▶ _Document excerpt_
☆ ☆ ☆ ☆ ☆
I was hoping someone here can tell me what is happening to my brake fluid. It seems that in a very short period of time, the fluid in the reservoir will start turning brown and actually get little clumps of fluid apparently gelling and sticking together.



I think my plastic cap is not sealing and allowing air/humidity into the reservoir. Any ideas on how to stop this? I ordered a chromed metal cover to snap over the plastic one, thinking this may help to stiffen it up and prevent it from leaking, but I doubt that it'll help much.



Is it possible to replace the whole reservoir with one of the older ones that had the screw on caps? I never had any problems with brake fluid contamination on my 1990 half ton.



Thanks in advance for any help you can offer.
 
Moisture will not usually cause the clumps you describe,but it may if you have a lot of water in there. I have seen oil in a master,that looked like that. Could someone have put something else in there ? It could also be someone has used DOT 5 in there which is silicone based,and would cause a similar problem.



Either way,a good flush is in order,and replacing the cap\seal would be good insurance. Use a high quality brake fluid,and put any leftovers in a smaller,clean and sealed container as it is hydroscopic and will absorb mositure. I don't believe you can put the 1\2 ton sytle reservoir on,as they are different. I haven't had any problem with the plastic ones as of yet
 
400m,



Bigramguy is totaly correct, the brake fluid does absorb moisture over the years. Mine was but 2 years old and it was near black.
☆ ☆ ☆ ☆ ☆
▶ _Given information_
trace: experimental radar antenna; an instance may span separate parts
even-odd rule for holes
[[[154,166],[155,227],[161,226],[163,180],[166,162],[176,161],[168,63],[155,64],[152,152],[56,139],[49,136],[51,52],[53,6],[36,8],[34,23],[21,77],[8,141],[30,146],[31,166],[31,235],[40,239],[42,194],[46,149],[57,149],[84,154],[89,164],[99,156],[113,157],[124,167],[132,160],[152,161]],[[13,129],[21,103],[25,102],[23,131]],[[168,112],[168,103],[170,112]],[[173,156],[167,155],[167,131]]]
☆ ☆ ☆ ☆ ☆
▶ _Exercise tasks_
#1 In the brake fluid discussion, list each step that the reply beginning "Moisture will not usually cause" recommends.
#2 Reproduce word for word the part of the brake fluid discussion that opens with the words containing "I was hoping" and closes with "it'll help much.".

▶ _Solution set_
#1
- A good flush
- Replacing the cap/seal
- Using a high quality brake fluid
- Putting any leftovers in a smaller, clean and sealed container

#2
I was hoping someone here can tell me what is happening to my brake fluid. It seems that in a very short period of time, the fluid in the reservoir will start turning brown and actually get little clumps of fluid apparently gelling and sticking together.



I think my plastic cap is not sealing and allowing air/humidity into the reservoir. Any ideas on how to stop this? I ordered a chromed metal cover to snap over the plastic one, thinking this may help to stiffen it up and prevent it from leaking, but I doubt that it'll help much.